%%
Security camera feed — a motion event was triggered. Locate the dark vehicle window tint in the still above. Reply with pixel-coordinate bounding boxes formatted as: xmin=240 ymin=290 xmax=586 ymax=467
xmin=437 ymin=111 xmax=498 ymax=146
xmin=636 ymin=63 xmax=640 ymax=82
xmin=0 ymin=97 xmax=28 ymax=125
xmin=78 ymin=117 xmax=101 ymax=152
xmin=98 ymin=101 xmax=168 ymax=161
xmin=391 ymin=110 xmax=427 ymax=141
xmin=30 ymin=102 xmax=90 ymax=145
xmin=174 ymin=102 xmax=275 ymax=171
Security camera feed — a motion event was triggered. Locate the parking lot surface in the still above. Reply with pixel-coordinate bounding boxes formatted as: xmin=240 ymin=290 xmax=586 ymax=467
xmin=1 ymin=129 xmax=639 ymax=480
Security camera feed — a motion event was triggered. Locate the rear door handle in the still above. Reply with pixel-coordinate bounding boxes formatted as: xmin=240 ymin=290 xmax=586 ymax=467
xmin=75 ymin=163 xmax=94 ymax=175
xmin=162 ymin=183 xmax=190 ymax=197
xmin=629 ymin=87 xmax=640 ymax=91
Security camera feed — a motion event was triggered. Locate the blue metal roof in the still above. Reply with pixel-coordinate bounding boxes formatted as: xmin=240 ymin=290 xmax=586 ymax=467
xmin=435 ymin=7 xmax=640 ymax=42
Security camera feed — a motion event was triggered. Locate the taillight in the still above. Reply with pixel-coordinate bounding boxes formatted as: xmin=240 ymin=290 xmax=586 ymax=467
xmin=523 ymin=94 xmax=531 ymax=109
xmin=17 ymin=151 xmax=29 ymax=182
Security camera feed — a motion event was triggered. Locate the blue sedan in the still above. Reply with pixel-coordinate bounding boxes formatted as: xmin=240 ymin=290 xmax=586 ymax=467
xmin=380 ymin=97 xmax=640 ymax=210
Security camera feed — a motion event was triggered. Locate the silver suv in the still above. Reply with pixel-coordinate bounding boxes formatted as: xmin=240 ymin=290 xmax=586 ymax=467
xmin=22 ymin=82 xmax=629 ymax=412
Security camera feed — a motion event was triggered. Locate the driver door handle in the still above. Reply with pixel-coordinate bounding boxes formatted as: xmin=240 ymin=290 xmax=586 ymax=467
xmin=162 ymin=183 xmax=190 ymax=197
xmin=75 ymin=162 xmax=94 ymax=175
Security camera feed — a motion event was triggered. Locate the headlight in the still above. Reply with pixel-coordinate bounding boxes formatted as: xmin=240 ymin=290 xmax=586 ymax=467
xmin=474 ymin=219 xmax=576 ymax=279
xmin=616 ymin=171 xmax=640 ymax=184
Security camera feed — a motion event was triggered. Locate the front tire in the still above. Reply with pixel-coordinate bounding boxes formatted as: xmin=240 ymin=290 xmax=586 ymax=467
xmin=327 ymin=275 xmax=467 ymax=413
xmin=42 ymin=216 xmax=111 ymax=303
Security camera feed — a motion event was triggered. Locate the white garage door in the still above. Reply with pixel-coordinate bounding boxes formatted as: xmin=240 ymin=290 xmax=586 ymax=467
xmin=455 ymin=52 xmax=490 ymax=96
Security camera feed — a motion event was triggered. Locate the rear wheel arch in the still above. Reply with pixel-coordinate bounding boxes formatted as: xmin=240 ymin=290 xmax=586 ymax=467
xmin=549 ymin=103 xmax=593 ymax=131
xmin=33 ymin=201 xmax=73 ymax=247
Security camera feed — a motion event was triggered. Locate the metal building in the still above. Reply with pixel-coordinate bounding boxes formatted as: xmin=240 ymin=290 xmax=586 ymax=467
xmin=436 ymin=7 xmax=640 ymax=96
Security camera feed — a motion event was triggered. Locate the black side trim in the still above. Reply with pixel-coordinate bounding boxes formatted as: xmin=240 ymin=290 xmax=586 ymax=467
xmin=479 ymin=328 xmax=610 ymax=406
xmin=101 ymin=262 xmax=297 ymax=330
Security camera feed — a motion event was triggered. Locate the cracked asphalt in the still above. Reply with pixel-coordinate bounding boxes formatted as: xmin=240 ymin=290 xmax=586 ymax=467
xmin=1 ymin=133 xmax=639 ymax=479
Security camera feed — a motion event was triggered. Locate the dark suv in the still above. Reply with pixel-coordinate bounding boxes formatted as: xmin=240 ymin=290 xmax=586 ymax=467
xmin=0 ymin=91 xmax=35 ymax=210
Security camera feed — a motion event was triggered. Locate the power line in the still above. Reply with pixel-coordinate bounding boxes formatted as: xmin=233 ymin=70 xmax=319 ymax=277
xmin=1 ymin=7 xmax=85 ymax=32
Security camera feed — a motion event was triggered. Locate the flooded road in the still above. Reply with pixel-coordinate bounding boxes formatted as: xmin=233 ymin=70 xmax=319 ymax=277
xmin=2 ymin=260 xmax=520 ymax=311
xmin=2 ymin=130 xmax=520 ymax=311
%%
Task brief: Every record above must be repeated word for word.

Written solution:
Security camera feed — a motion event was triggered. Locate the dark vehicle window tint in the still above. Reply with pixel-coordinate bounding boxes formatted as: xmin=240 ymin=290 xmax=586 ymax=467
xmin=437 ymin=111 xmax=498 ymax=146
xmin=636 ymin=63 xmax=640 ymax=82
xmin=0 ymin=97 xmax=28 ymax=125
xmin=78 ymin=117 xmax=101 ymax=152
xmin=98 ymin=101 xmax=168 ymax=161
xmin=391 ymin=110 xmax=427 ymax=141
xmin=30 ymin=102 xmax=90 ymax=145
xmin=174 ymin=102 xmax=275 ymax=171
Security camera feed — a motion event was triggered. Locate the parking lot surface in the still above. Reply with pixel-coordinate bounding boxes formatted as: xmin=240 ymin=290 xmax=586 ymax=467
xmin=1 ymin=129 xmax=639 ymax=480
Security camera feed — a motion event was triggered. Locate the rear door handle in the still above. Reply with pixel-coordinate bounding boxes formatted as: xmin=240 ymin=290 xmax=586 ymax=467
xmin=75 ymin=163 xmax=94 ymax=175
xmin=162 ymin=183 xmax=190 ymax=197
xmin=629 ymin=87 xmax=640 ymax=91
Security camera feed — a motion event was triggered. Locate the blue metal roof in the still above. Reply with pixel-coordinate bounding boxes formatted as: xmin=240 ymin=290 xmax=586 ymax=467
xmin=435 ymin=7 xmax=640 ymax=42
Security camera feed — a motion event was triggered. Locate the taillight in the still above. Reply with pixel-coordinate bounding boxes formatted as: xmin=240 ymin=290 xmax=586 ymax=467
xmin=523 ymin=94 xmax=531 ymax=109
xmin=17 ymin=151 xmax=29 ymax=182
Security camera feed — a motion event was triggered. Locate the blue sedan in the still above. Reply with pixel-coordinate bounding boxes formatted as: xmin=240 ymin=290 xmax=586 ymax=467
xmin=380 ymin=97 xmax=640 ymax=210
Security camera feed — a motion event was triggered. Locate the silver suv in the still above. Reply with pixel-coordinate bounding boxes formatted as: xmin=240 ymin=290 xmax=586 ymax=467
xmin=22 ymin=82 xmax=629 ymax=412
Security camera feed — a motion event was triggered. Locate the driver door handle in the still above. Reply with pixel-coordinate bounding boxes formatted as: xmin=240 ymin=290 xmax=586 ymax=467
xmin=162 ymin=183 xmax=190 ymax=197
xmin=75 ymin=162 xmax=94 ymax=175
Security camera feed — a motion event was triggered. Locate the headlight in the still above. Reply with pixel-coordinate bounding boxes formatted as: xmin=240 ymin=290 xmax=586 ymax=467
xmin=474 ymin=219 xmax=576 ymax=279
xmin=616 ymin=171 xmax=640 ymax=184
Security camera feed — a motion event was triggered. Locate the front tire in the still above. Reply with pixel-coordinate bounding boxes formatted as: xmin=240 ymin=290 xmax=586 ymax=467
xmin=327 ymin=275 xmax=467 ymax=413
xmin=42 ymin=216 xmax=111 ymax=303
Security camera feed — a motion event was triggered. Locate the white garage door in the still above. Reply with pixel-coordinate bounding boxes formatted as: xmin=240 ymin=290 xmax=586 ymax=467
xmin=455 ymin=52 xmax=490 ymax=96
Security camera feed — a motion event was triggered. Locate the rear wheel arch in the still above. Reply with pixel-coordinate bounding boxes formatted as: xmin=240 ymin=290 xmax=586 ymax=467
xmin=549 ymin=103 xmax=593 ymax=131
xmin=33 ymin=201 xmax=73 ymax=247
Security camera feed — a motion event was triggered. Locate the metal building in the still above. Reply with pixel-coordinate bounding boxes formatted as: xmin=240 ymin=290 xmax=586 ymax=467
xmin=436 ymin=7 xmax=640 ymax=96
Security camera feed — a motion event was triggered. Locate the black side trim in the still above. Reply with pixel-coordinate bounding boxes formatted as: xmin=240 ymin=290 xmax=586 ymax=467
xmin=479 ymin=328 xmax=610 ymax=406
xmin=101 ymin=262 xmax=297 ymax=330
Security camera feed — a motion event was triggered. Locate the cracked asphalt in the still above. Reply with pixel-coordinate bounding boxes formatted as: xmin=240 ymin=290 xmax=586 ymax=467
xmin=1 ymin=133 xmax=639 ymax=479
Security camera feed — a motion event was triggered. Locate the dark suv in the still above. Reply with pixel-coordinate bounding boxes formatted as: xmin=240 ymin=290 xmax=586 ymax=467
xmin=0 ymin=91 xmax=35 ymax=210
Security camera feed — a motion event was triggered. Locate the power line in the still above. Reply with pixel-coordinate bounding boxes formatted as: xmin=233 ymin=70 xmax=319 ymax=277
xmin=1 ymin=7 xmax=85 ymax=32
Security camera feed — a motion event was triggered. Locate the flooded road in the still above. Reply with pixel-coordinate bounding boxes formatted as: xmin=233 ymin=70 xmax=319 ymax=277
xmin=2 ymin=260 xmax=520 ymax=311
xmin=2 ymin=130 xmax=520 ymax=311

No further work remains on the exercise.